Supplied material Block Start

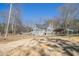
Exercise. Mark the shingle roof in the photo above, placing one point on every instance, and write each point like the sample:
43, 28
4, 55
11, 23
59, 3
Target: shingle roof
44, 26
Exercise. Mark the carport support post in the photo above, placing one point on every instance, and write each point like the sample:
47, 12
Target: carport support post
7, 27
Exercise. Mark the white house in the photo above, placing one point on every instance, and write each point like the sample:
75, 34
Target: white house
40, 30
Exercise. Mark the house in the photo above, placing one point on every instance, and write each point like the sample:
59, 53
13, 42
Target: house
40, 30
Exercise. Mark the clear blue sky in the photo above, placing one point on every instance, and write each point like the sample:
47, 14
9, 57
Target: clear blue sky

Supplied material Block End

The string to find is "blue"; copy every line of the listing that has it.

Exercise. Mark the clear blue sky in the photo above, placing one point on every instance, and write each point like the sample:
Target: clear blue sky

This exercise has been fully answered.